Copy out every entry that follows, without a single picture.

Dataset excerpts
______

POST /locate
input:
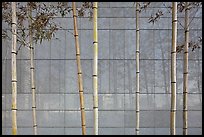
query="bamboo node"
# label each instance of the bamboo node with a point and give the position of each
(13, 80)
(74, 15)
(186, 31)
(35, 125)
(13, 23)
(14, 52)
(31, 47)
(174, 21)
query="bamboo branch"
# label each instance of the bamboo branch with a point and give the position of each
(95, 68)
(173, 70)
(13, 67)
(185, 71)
(33, 87)
(79, 69)
(137, 69)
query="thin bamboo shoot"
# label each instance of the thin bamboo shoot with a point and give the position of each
(79, 69)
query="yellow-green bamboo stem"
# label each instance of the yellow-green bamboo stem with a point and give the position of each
(80, 80)
(173, 70)
(32, 72)
(13, 67)
(95, 67)
(137, 69)
(185, 72)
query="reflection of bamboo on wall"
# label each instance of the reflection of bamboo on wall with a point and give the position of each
(13, 67)
(95, 68)
(137, 69)
(32, 72)
(173, 70)
(80, 80)
(185, 71)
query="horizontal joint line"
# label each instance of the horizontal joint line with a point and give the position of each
(14, 52)
(13, 80)
(14, 109)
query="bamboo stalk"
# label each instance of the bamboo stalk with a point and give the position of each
(80, 80)
(13, 67)
(185, 72)
(173, 70)
(32, 72)
(137, 69)
(95, 67)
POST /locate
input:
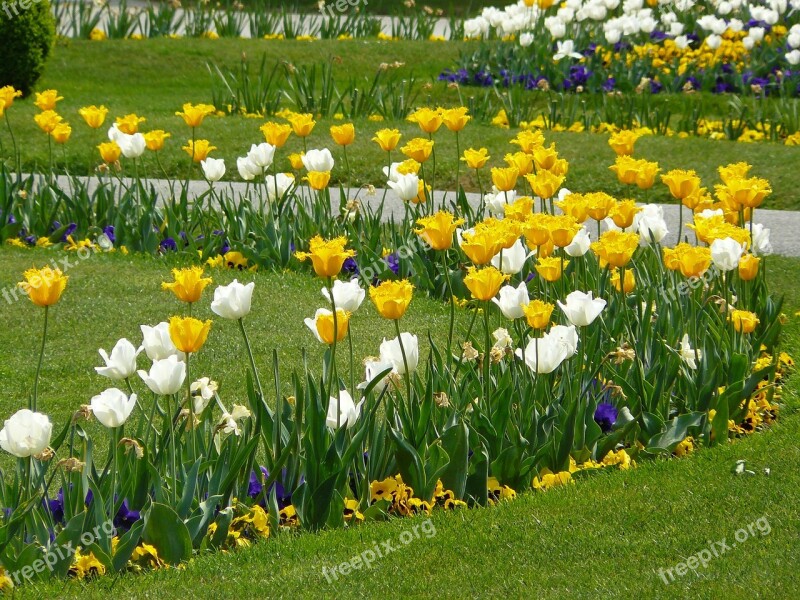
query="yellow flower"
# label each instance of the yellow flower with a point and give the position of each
(538, 313)
(484, 283)
(429, 120)
(622, 213)
(748, 267)
(7, 95)
(616, 248)
(47, 100)
(109, 152)
(343, 134)
(328, 328)
(193, 114)
(682, 184)
(129, 123)
(94, 116)
(630, 280)
(392, 298)
(188, 334)
(44, 286)
(155, 139)
(198, 149)
(188, 285)
(476, 159)
(455, 119)
(522, 161)
(438, 230)
(743, 321)
(505, 178)
(302, 124)
(544, 184)
(61, 133)
(47, 120)
(419, 149)
(318, 180)
(387, 139)
(276, 134)
(551, 268)
(622, 142)
(327, 257)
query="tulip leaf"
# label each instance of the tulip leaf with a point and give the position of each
(166, 531)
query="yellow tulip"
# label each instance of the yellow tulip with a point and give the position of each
(344, 135)
(438, 229)
(188, 334)
(392, 298)
(94, 116)
(188, 285)
(44, 286)
(327, 256)
(387, 139)
(484, 283)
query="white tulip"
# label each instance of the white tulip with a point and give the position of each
(158, 343)
(165, 377)
(232, 301)
(112, 407)
(342, 411)
(26, 433)
(511, 300)
(348, 295)
(122, 362)
(318, 160)
(725, 254)
(689, 354)
(213, 168)
(581, 309)
(513, 259)
(390, 352)
(406, 187)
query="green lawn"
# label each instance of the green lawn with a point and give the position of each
(608, 536)
(120, 74)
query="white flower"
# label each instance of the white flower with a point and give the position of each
(247, 170)
(580, 243)
(565, 49)
(511, 300)
(112, 407)
(406, 186)
(688, 354)
(513, 259)
(725, 254)
(390, 352)
(122, 362)
(203, 391)
(348, 295)
(165, 377)
(342, 411)
(261, 155)
(318, 160)
(581, 309)
(278, 185)
(232, 301)
(374, 367)
(26, 433)
(213, 168)
(158, 343)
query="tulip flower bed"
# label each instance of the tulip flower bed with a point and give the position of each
(587, 345)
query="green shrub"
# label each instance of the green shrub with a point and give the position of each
(27, 31)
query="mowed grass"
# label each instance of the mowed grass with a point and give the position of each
(607, 536)
(127, 76)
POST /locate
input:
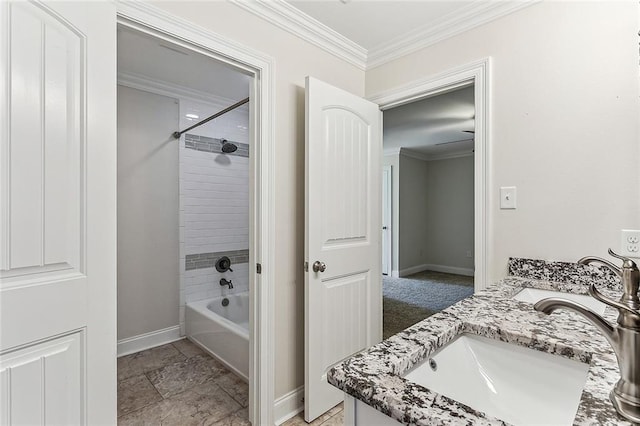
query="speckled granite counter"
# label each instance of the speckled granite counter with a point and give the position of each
(373, 376)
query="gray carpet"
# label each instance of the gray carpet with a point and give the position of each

______

§ **Result of this exercise**
POST /locate
input:
query="bamboo node"
# label each instance of the bamboo node with a point and give the position of each
(13, 80)
(74, 15)
(186, 31)
(35, 125)
(13, 23)
(14, 52)
(31, 47)
(174, 21)
query="bamboo branch"
# label each instance of the bamboo branch with a point and give the position of each
(95, 68)
(173, 70)
(13, 67)
(185, 71)
(33, 87)
(79, 69)
(137, 69)
query="thin bamboo shoot"
# label each instance of the thin bamboo shoot with a point and give the position of each
(79, 69)
query="yellow-green bamboo stem"
# label each instance of the yellow-green bamboo stem with a point and give the position of each
(80, 80)
(173, 70)
(32, 72)
(13, 67)
(95, 67)
(137, 69)
(185, 72)
query="reflection of bamboo on wall"
# label each instance of the reflection of bamboo on wall with a point and give the position of each
(13, 67)
(95, 68)
(137, 69)
(32, 72)
(173, 70)
(80, 80)
(185, 71)
query="horizontal joint line"
# label each instance of the horizontal joint line with a point and give the position of each
(14, 52)
(13, 80)
(14, 109)
query="bamboo stalk"
# label each instance of the bamboo stalk with a point and give the position of each
(80, 80)
(13, 67)
(185, 72)
(173, 70)
(32, 72)
(137, 69)
(95, 67)
POST /locate
input:
query="yellow flower"
# label each instance of the yellow flower with a point and give the position of each
(538, 313)
(484, 283)
(429, 120)
(622, 213)
(748, 267)
(7, 95)
(616, 248)
(47, 100)
(109, 152)
(343, 134)
(328, 328)
(193, 114)
(682, 184)
(129, 123)
(94, 116)
(630, 280)
(392, 298)
(188, 334)
(44, 286)
(155, 139)
(198, 149)
(188, 285)
(476, 159)
(455, 119)
(522, 161)
(438, 230)
(743, 321)
(505, 178)
(302, 124)
(544, 184)
(61, 133)
(47, 120)
(419, 149)
(318, 180)
(387, 139)
(276, 134)
(551, 268)
(622, 142)
(327, 257)
query="tulip leaf"
# label each instance of the tulip leaf with a point and give the position of each
(166, 531)
query="yellow tulip"
# label each instance of the yellow tulip with a point and give the position of each
(344, 135)
(438, 229)
(188, 334)
(392, 298)
(94, 116)
(188, 285)
(44, 286)
(327, 256)
(387, 139)
(484, 283)
query="white tulip"
# label each instance of the white tulip with a point and give the position of each
(158, 343)
(165, 377)
(232, 301)
(112, 407)
(342, 411)
(26, 433)
(511, 300)
(348, 295)
(122, 362)
(318, 160)
(725, 254)
(689, 354)
(213, 168)
(581, 309)
(513, 259)
(390, 352)
(406, 187)
query="green lawn"
# label each instance of the green lawn with a point and give the position of each
(608, 536)
(120, 74)
query="white flower"
# label each instance of the white flower with a point and give the position of each
(247, 170)
(580, 243)
(565, 49)
(511, 300)
(112, 407)
(406, 186)
(688, 354)
(513, 259)
(725, 254)
(390, 352)
(122, 362)
(203, 391)
(348, 295)
(165, 377)
(342, 411)
(261, 155)
(318, 160)
(581, 309)
(278, 185)
(232, 301)
(374, 367)
(26, 433)
(213, 168)
(158, 343)
query="tulip flower bed"
# label each instance of the tulip flower bed with a point and give the position of each
(587, 345)
query="green shrub"
# label each instance of the green shrub with a point and give the position of each
(27, 31)
query="mowed grass"
# label each instance of the mowed grass with a point and give the position of each
(607, 536)
(127, 76)
POST /locate
input:
query="speckled granite counter"
# label each instance of the speckled granite counter with a point and give the position of each
(373, 376)
query="gray carpet"
# label each instance of the gray carpet with a point and give the position of each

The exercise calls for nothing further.